| WHAT TO DO |
Copy the data below line by line, keeping every character unchanged.

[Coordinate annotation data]
==*==
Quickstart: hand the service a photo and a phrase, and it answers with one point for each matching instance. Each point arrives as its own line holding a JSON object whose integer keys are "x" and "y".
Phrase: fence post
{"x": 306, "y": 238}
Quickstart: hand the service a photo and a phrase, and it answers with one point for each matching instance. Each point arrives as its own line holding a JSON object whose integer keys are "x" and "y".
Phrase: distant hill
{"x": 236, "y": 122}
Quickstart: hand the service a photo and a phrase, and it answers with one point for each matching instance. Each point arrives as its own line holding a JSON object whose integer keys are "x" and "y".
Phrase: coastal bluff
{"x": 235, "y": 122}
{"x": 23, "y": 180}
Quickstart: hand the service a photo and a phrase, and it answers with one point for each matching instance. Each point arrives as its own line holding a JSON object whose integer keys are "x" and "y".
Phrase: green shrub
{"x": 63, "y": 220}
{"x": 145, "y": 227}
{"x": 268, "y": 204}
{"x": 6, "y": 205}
==*==
| CORRECT ANSWER |
Quickstart: hand the service a photo and a phrase, and it answers with one point for each matching instance. Each point arrives as its own line holding a JSON object whose integer keys are "x" and "y".
Phrase: fence post
{"x": 306, "y": 238}
Quickstart: hand the service a photo and a phrase, and it answers with one point for each matching instance. Each point arrives as its own line holding a JSON object whose integer keys are "x" and "y".
Phrase: distant hill
{"x": 236, "y": 122}
Quickstart: hand the service a photo and a phrase, and it answers with one point for each matching instance. Each point arrives as its own line holding a JSON object whose integer keys are "x" and "y".
Phrase: coastal bluff
{"x": 235, "y": 122}
{"x": 23, "y": 180}
Quickstart: hand the service a photo and a phrase, and it answers with one point for each matching instance. Each point arrives as its own line holding a JSON object whose integer keys are "x" and "y".
Phrase: green shrub
{"x": 63, "y": 220}
{"x": 145, "y": 227}
{"x": 268, "y": 204}
{"x": 6, "y": 205}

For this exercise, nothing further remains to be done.